WORK INSTRUCTION> Give the data again in full, exactly as written below.

Dataset records:
----

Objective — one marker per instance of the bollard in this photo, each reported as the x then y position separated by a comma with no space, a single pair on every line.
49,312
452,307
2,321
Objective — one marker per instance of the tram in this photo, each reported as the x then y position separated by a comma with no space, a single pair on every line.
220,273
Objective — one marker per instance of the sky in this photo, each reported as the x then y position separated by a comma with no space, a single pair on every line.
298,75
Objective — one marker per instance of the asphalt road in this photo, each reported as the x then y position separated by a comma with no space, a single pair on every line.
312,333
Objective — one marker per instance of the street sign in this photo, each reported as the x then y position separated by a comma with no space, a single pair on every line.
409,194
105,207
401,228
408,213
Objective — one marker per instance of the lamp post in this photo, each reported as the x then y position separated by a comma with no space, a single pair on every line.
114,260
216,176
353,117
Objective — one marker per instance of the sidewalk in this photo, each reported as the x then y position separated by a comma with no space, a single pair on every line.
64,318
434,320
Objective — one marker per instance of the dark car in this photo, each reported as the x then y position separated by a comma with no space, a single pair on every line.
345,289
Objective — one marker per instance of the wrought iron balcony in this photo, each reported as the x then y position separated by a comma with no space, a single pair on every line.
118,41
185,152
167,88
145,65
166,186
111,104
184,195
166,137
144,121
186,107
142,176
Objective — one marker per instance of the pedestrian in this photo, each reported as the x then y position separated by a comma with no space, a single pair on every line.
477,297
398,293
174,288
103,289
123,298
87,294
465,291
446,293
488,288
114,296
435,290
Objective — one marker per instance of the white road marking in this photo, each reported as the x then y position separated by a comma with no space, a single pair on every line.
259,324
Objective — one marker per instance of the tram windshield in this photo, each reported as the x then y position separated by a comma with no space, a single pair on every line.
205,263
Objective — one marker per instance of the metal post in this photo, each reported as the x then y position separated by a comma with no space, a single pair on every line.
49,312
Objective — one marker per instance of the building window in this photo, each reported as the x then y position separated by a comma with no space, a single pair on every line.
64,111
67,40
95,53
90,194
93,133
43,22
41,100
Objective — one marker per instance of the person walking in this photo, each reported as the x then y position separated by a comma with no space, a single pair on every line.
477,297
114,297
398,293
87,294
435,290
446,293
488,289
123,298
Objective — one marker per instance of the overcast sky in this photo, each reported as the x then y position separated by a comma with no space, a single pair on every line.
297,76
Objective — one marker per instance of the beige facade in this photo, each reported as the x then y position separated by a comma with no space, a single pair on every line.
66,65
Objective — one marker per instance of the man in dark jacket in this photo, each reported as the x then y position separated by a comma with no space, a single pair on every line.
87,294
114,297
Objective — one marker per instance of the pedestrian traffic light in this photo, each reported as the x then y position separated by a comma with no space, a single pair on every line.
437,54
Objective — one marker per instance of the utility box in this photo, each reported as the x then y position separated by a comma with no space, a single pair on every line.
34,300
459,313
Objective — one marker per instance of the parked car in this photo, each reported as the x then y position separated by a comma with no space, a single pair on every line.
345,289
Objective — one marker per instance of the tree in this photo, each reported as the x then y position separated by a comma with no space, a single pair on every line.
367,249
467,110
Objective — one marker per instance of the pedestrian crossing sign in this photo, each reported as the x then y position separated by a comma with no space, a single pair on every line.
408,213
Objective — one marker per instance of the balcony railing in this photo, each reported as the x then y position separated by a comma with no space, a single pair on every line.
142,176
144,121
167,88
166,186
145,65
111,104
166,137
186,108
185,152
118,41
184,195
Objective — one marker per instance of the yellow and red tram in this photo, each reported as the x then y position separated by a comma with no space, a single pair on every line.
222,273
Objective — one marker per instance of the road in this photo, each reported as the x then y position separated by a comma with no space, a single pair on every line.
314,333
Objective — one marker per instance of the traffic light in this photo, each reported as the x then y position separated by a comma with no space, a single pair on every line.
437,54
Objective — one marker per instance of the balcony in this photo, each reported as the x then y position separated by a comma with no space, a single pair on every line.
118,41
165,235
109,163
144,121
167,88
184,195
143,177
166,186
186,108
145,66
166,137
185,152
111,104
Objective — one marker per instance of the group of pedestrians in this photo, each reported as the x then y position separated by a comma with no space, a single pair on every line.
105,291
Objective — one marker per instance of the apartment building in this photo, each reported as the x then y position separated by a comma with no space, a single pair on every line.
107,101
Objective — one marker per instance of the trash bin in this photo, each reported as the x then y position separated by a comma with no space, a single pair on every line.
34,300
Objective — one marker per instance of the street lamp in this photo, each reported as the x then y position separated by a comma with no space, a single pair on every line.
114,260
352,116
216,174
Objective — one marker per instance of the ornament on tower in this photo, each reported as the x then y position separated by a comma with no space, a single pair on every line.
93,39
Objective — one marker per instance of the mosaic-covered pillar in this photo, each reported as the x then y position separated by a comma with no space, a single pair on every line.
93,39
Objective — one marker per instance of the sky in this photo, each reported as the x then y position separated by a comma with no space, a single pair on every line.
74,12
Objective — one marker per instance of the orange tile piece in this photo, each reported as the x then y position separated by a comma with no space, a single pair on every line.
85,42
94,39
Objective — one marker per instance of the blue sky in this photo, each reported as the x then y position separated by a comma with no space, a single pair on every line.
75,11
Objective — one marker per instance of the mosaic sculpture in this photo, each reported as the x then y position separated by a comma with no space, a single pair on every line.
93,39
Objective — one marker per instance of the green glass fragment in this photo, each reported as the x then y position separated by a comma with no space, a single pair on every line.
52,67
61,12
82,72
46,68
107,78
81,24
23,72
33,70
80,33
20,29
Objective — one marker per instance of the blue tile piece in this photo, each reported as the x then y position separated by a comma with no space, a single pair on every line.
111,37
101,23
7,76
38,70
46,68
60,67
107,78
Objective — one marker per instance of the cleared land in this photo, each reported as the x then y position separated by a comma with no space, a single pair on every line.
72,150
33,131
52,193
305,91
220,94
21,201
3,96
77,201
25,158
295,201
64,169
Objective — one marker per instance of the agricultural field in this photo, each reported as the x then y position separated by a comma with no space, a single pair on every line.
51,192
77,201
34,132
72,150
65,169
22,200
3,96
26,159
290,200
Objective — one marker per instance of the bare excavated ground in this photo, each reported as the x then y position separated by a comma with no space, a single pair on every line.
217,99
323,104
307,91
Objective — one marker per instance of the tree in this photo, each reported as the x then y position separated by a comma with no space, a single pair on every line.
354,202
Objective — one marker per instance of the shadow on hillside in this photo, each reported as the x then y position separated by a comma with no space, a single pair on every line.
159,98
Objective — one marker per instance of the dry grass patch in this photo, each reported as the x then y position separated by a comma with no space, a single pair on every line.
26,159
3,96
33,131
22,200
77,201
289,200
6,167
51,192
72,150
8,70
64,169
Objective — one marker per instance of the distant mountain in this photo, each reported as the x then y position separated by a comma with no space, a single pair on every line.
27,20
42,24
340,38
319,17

----

FINAL ANSWER>
Objective — one marker per instance of the bollard in this photo, each reported as the x then y position separated by a comma with no space, a single pair on every line.
49,312
452,307
2,321
Objective — one marker per instance of the tram in this photo, each reported as the x then y position separated by a comma with no space, a single pair on every line.
220,273
Objective — one marker per instance of the sky in this photo, each reported as the x then y position separated by a comma with no space, a single pair on every line.
298,75
Objective — one marker per instance of the asphalt road in this photo, each reported as the x then y position separated by a comma with no space, a single pair on every line.
312,333
Objective — one marker per instance of the street sign in this photo, each reported as the x then y position separated by a comma with no space, a single pair on every line.
409,194
105,207
401,228
408,213
Objective — one marker per instance of the lamp post in this photo, each reported as the x then y position separated by a comma with no space, a single pair on every line.
114,260
216,176
353,117
Objective — one marker per instance of the sidewalk in this photo, each reported as the x then y position separated by a comma with no space, a single pair on every line.
64,318
434,320
Objective — one marker per instance of the dark car in this photo, each reported as the x then y position separated by a comma with no space, a single pair on every line.
345,289
Objective — one marker per instance of the wrought iron balcony in this photo, each reported as the x then y position separated by a comma with no space, a single pair on every line.
118,41
185,152
167,88
145,65
166,186
111,104
184,195
166,137
144,121
186,107
142,176
Objective — one marker per instance of the pedestrian in this photo, each reported as the x then y position separated by a comma with no space, a single pair on every line.
477,297
398,293
174,288
103,289
123,298
87,294
465,291
446,293
488,288
114,296
435,290
Objective — one marker per instance of the white road marking in this photo, each reported as the x then y position separated by a comma with no space, a single pair on every line.
259,324
Objective — one marker per instance of the tram windshield in this photo, each reported as the x then y position separated by a comma with no space, a single pair on every line.
205,263
Objective — one marker per instance of the metal post in this photo, each reported as the x then y position separated by a comma with no space, a single pair on every line.
49,312
Objective — one marker per instance of the building window in this photo, each reported as the x then y position separated by a comma with no space, a single pair on every line.
64,111
67,40
95,53
90,194
93,133
43,22
41,100
Objective — one marker per instance of the person walking in this photo, each reported as the x then y position separated by a comma with no space, a single pair on every line.
477,297
114,297
398,293
87,294
435,290
446,293
488,289
123,298
Objective — one marker per instance of the overcast sky in this photo, each reported as the x then y position separated by a comma with no space, a single pair on every line.
297,76
Objective — one marker per instance of the beige facade in this photo, each reported as the x then y position separated by a comma with no space, a single pair on every line.
66,65
Objective — one marker per instance of the man in dark jacket in this photo, each reported as the x then y position separated by a comma with no space, a single pair on every line.
87,294
114,297
Objective — one marker per instance of the pedestrian traffic light in this photo, each reported as the x then y position separated by a comma with no space, a single pair on every line.
437,54
Objective — one marker per instance of the utility box in this photo, each reported as the x then y position separated by a comma with no space, a single pair on every line.
34,300
459,313
Objective — one marker per instance of the parked car in this photo, each reported as the x then y position separated by a comma with no space, a single pair on every line.
345,289
Objective — one marker per instance of the tree in this photo, each reported as the x then y position separated by a comma with no space, a single pair on every line.
367,249
467,110
Objective — one marker per instance of the pedestrian crossing sign in this photo, each reported as the x then y position separated by a comma with no space, a single pair on every line.
408,213
Objective — one marker per instance of the balcony railing in this photo, each reported as the x then y position separated by a comma with no space, a single pair on every line.
142,176
144,121
167,88
166,186
145,65
111,104
166,137
186,108
185,152
118,41
184,195
Objective — one marker per instance of the yellow and red tram in this photo, each reported as the x then y position separated by a comma with no space, a single pair on every line.
222,273
Objective — one marker per instance of the road in this photo, each reported as the x then y position separated by a comma with no space, a single pair on every line.
314,333
Objective — one marker per instance of the traffic light in this photo, each reported as the x then y position separated by a comma with no space, a single pair on every line.
437,54
Objective — one marker per instance of the balcony in this photo, each reported as the x then y position separated by a comma with no space, a single pair on every line.
118,41
165,235
109,163
144,121
167,88
184,195
143,177
166,186
186,108
145,66
166,137
185,152
111,104
Objective — one marker per instance of the group of pedestrians in this photo, each reported as the x then y position separated by a comma with no space, a single pair on every line.
105,291
Objective — one marker per instance of the apartment building in this photo, each reported as the x then y position separated by a comma with no space, a single pair on every line.
107,101
Objective — one marker per instance of the trash bin in this photo, each reported as the x then y position separated by a comma with no space, a single pair on every line.
34,300
Objective — one marker per instance of the street lamp in this photo, each reported as the x then y position separated by a comma with no space, a single pair on every line.
114,260
352,116
216,174
Objective — one marker per instance of the ornament on tower in this photo, each reported as the x then y position separated by a comma with no space, a single pair on every line.
93,39
Objective — one marker per instance of the mosaic-covered pillar in this photo, each reported as the x then y position separated by a comma with no space, a single pair on every line.
93,39
Objective — one marker per instance of the sky in this photo, each reported as the x then y position separated by a comma with no space, a single pair on every line.
74,12
Objective — one marker per instance of the orange tile piece in this photo, each reported as the x then y position separated by a comma with no space, a single pair on every line.
85,42
94,39
Objective — one marker per instance of the blue sky in this photo, each reported as the x then y position separated by a comma with no space, a single pair on every line.
75,11
Objective — one marker per instance of the mosaic sculpture in this photo, each reported as the x then y position separated by a comma with no space, a single pair on every line.
93,39
Objective — one marker per instance of the green glass fragment in this photo, each reported as the x then y position separated by a comma with no space, a single pair on every line.
52,67
61,12
82,72
46,68
107,78
81,24
23,72
33,70
80,33
20,29
Objective — one marker per instance of the blue tile piece in this photo, each reported as the x then y position separated by a comma with no space, a single pair on every line.
111,37
101,23
7,76
38,70
46,68
60,67
107,78
Objective — one marker per instance of the cleared land in this photo, each reported as the x then y position separated by a comma with no space, a single pair on every line.
72,150
33,131
52,193
305,91
220,94
21,201
3,96
77,201
25,158
295,201
64,169
Objective — one marker per instance of the agricultural field in this photo, each reported as the x then y position separated by a comma with no space, a single pair on every line.
51,192
77,201
34,132
72,150
65,169
22,200
3,96
26,159
290,200
Objective — one marker per instance of the bare excavated ground in this photo, each reported as the x then y position separated by a comma with no space, a single pair on every line.
217,99
323,104
307,91
Objective — one marker per instance of the tree in this photo, each reported as the x then y position separated by a comma with no space, a single pair on every line.
354,202
Objective — one marker per instance of the shadow on hillside in this photo, each reported as the x then y position separated by a comma with no space, a single pair on every line.
159,98
Objective — one marker per instance of the dry grass patch in this photo, each reported as the x then y position separated by a comma with no space, a single pair on every line.
26,159
3,96
33,131
22,200
77,201
289,200
6,167
51,192
72,150
8,70
64,169
Objective — one marker per instance of the distant mountain in this photo, each reported as the x then y position separated by a comma with no space, a single pair on every line.
27,20
42,24
340,38
319,17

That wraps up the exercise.